Dadas as características de seu trabalho, os estivadores estão muito organizados. A representação sindical é ostentada pela Coordenadora, com 74%; pela UGT, com 16%; e CCOO, com 8%. Também detêm posições a CGT, LAB, ELA, CIGA.
Os estivadores sofreram profundas transformações desde os anos 1980, nos quais o trabalho era manual e se necessitava de muita mão-de-obra. A modernização e mecanização dos portos desde os anos 1980, a introdução de grandes gruas e o transporte de contêineres implicou em passar de 12 mil a 5 mil trabalhadores. Com este excedente, no início dos anos 1980, foi criado o escritório especial de registro de estivadores para recolher os trabalhadores capacitados para quem não havia emprego, o que, de uma forma ou outra, se veio mantendo até a última reforma de 2012, ano em que o PSOE e o PP, conjuntamente, fazem uma lei de regime jurídico da estiva, criando as SAGEP, sociedades que empregam os estivadores, e que agora querem destruir.
Quais são as suas condições de trabalho?
O governo do PP e seus porta-vozes midiáticos desprestigiam os estivadores descrevendo-os como um setor privilegiado, totalmente alheio à realidade dos trabalhadores normais. Isto é falso, é intoxicação e propaganda, uma preparação para a guerra que o governo declarou aos estivadores. Tratam de isolá-los do restante da sociedade, para evitar que os trabalhadores de outros setores se vejam espelhados em sua luta e para evitar que desperte a solidariedade necessária para combater o governo.
As condições de trabalho são estipuladas em um acordo de marco estatal que regulamenta diversas matérias, como classificação profissional, rotação, exclusividade, registro etc. Em seguida, em cada porto se negociam os salários, os rendimentos, horários, produtividade. Há um salário garantido em torno de 1.000 euros/mês. As diferenças salariais ocorrem no interesse das grandes empresas porta-contêineres de descarregar aceleradamente, pelo que pagam prêmios de produtividade aos trabalhadores. Isto pode resultar em altos salários, embora muito trabalhados, nos grandes portos, e salários decentes nos portos médios e pequenos. Um bom exemplo é o porto de Tarragona: os profissionais que operam ali têm quatro categorias trabalhistas com salários brutos básicos que vão desde 850 euros até os 1.650 euros mensais brutos. A esta quantia devem-se somar os prêmios, se têm turno dobrado, e as taxas excedentes de trabalho à noite ou em dias festivos, ademais das que percebem por rendimento. Com tudo isso, a remuneração média bruta de um profissional em que ocorram estas circunstâncias, oscila entre os 60 mil e 70 mil euros ao ano.
As palavras dos estivadores do porto de Tarragona refletem com clareza quais são os seus privilégios: “Todos os dias às 7 horas da manhã as empresas de estiva entregam à Estarraco (sociedade de estiva em Tarragona) as ordens operativas e o pessoal previsto para o dia; a mesma operação se repete ao meio-dia. A partir daí, começa-se a fazer o sorteio com os trabalhadores disponíveis. Nunca sabemos se vamos trabalhar ou não nesse dia. Os turnos são ou de 6 ou de 8 horas e é habitual que dupliquem a jornada, até um máximo de 12 horas de trabalho. O que as pessoas normais podem programar durante o dia, nós não temos. Nossa vida é o trabalho”.

════════════════

Tarefa breve -> Pode reescrever o trecho do texto sobre os estivadores de "Os estivadores sofreram" a "condições de trabalho?", trocando "gruas" por "guindastes"?

Dados fornecidos ->
════════════════

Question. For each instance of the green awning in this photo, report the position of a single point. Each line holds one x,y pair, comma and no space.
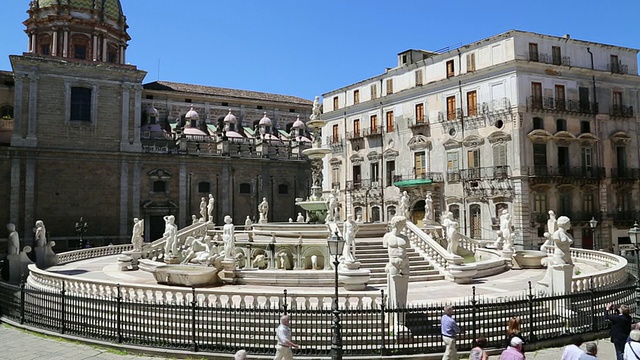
414,182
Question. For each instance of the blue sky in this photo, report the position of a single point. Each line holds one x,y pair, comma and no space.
306,48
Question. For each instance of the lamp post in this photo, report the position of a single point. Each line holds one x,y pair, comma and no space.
81,229
593,223
336,245
633,235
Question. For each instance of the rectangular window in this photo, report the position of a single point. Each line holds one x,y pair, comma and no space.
389,86
80,104
419,162
472,103
419,113
560,99
451,108
391,171
390,121
375,171
471,62
373,122
418,77
556,55
533,52
451,71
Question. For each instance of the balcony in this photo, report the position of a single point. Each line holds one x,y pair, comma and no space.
535,103
621,111
625,174
486,173
371,132
561,174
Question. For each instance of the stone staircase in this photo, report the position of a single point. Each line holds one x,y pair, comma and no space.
374,257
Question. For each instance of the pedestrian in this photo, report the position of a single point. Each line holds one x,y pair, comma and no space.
240,355
632,347
514,350
478,353
573,351
620,327
591,353
283,334
449,329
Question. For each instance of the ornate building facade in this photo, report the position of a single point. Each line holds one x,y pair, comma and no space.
82,136
519,121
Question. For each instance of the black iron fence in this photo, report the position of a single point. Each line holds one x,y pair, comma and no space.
196,323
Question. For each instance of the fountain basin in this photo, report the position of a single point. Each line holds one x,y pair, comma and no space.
529,259
186,275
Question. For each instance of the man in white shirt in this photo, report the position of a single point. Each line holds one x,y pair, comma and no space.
573,351
283,333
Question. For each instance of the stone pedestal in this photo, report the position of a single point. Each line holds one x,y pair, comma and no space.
228,273
352,277
128,260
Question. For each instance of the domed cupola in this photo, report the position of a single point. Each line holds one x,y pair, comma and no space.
90,30
230,122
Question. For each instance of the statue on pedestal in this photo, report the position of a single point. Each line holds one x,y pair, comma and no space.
562,241
349,230
138,230
397,268
263,209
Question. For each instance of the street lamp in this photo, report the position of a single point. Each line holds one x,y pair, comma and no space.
81,229
633,235
593,223
336,245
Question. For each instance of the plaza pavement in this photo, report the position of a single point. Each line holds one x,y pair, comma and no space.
19,344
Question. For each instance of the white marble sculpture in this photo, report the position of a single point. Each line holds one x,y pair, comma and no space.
203,209
506,226
349,230
403,207
136,237
13,245
552,226
452,231
428,209
562,241
210,207
171,237
228,237
263,209
397,268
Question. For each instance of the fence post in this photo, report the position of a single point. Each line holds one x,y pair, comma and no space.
63,308
473,312
383,331
532,328
593,304
118,313
22,296
193,318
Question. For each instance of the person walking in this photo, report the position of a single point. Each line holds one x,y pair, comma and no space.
620,327
449,329
514,350
591,353
573,351
283,334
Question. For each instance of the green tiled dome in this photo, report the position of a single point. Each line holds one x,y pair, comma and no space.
111,8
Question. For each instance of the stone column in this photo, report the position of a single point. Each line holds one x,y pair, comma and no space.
124,197
65,43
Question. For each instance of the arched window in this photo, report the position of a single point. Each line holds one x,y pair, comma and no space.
204,187
475,221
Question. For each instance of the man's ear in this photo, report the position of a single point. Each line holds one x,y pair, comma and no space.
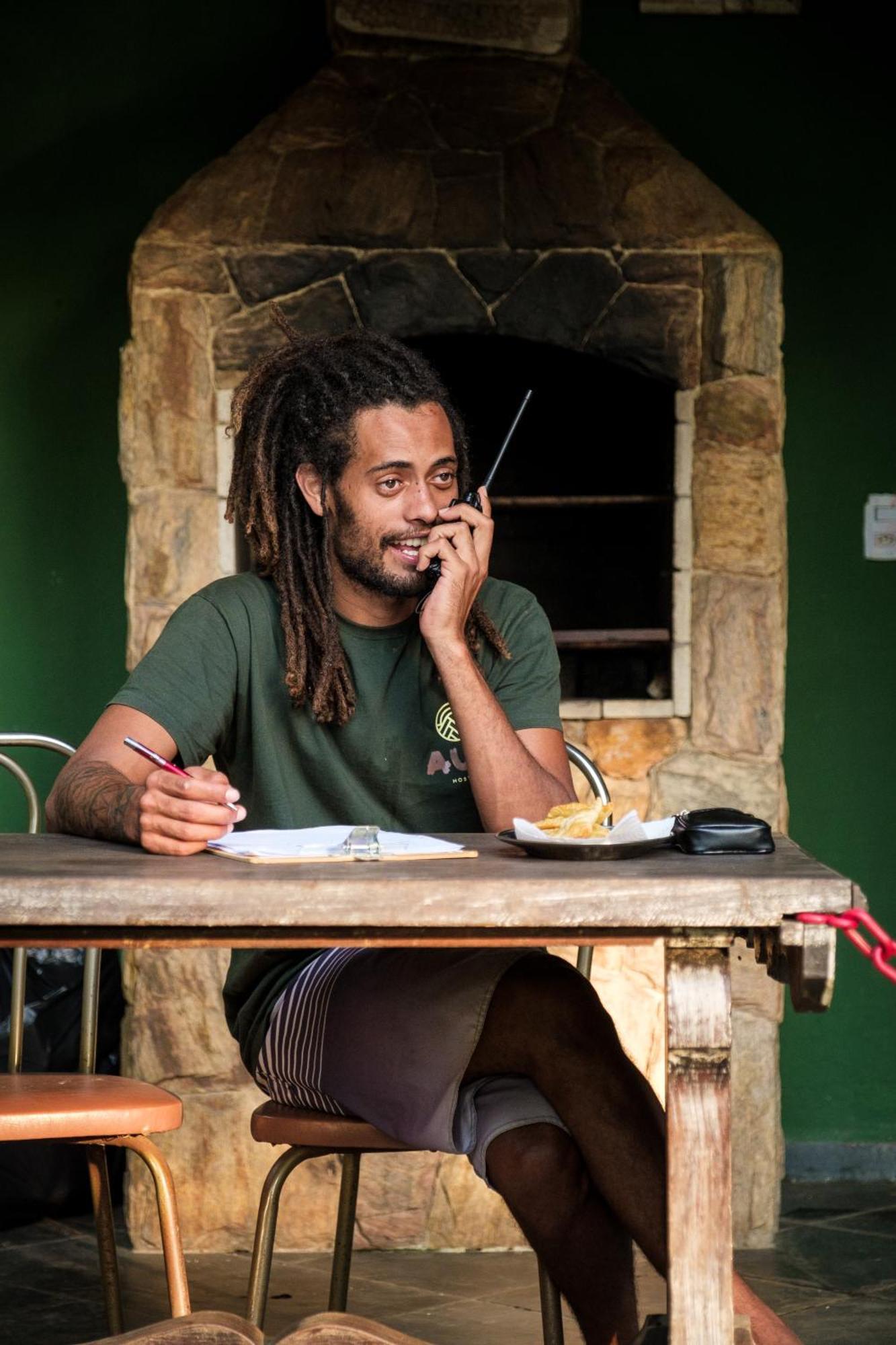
311,486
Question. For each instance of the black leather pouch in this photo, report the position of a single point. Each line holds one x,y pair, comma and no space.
721,832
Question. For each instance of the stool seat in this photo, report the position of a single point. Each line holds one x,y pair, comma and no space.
272,1124
80,1106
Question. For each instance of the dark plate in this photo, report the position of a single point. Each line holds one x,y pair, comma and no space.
557,851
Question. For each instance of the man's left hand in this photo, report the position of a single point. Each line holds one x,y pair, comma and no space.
462,541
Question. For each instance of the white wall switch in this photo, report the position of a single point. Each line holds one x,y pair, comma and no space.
880,528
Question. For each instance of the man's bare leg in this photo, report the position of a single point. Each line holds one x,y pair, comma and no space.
545,1022
585,1252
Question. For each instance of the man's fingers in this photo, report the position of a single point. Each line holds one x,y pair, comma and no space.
450,541
179,831
481,525
189,810
201,785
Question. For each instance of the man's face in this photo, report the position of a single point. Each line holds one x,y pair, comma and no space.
403,471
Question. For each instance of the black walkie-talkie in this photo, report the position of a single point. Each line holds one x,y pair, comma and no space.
434,570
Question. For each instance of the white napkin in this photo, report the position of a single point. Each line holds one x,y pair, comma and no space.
626,831
322,841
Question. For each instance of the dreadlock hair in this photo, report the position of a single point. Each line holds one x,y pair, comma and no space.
298,406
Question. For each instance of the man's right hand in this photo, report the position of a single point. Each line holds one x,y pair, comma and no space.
179,816
110,793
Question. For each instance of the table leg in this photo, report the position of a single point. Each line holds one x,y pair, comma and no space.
698,1141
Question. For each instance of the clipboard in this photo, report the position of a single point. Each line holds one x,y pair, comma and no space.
345,859
360,845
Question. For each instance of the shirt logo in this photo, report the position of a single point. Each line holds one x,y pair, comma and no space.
446,727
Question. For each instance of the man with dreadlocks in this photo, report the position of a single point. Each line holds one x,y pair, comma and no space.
327,693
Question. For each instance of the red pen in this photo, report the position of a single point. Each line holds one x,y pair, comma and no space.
166,766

════════════════

Resultado da tarefa ->
Os estivadores sofreram profundas transformações desde os anos 1980, nos quais o trabalho era manual e se necessitava de muita mão-de-obra. A modernização e mecanização dos portos desde os anos 1980, a introdução de grandes guindastes e o transporte de contêineres implicou em passar de 12 mil a 5 mil trabalhadores. Com este excedente, no início dos anos 1980, foi criado o escritório especial de registro de estivadores para recolher os trabalhadores capacitados para quem não havia emprego, o que, de uma forma ou outra, se veio mantendo até a última reforma de 2012, ano em que o PSOE e o PP, conjuntamente, fazem uma lei de regime jurídico da estiva, criando as SAGEP, sociedades que empregam os estivadores, e que agora querem destruir.
Quais são as suas condições de trabalho?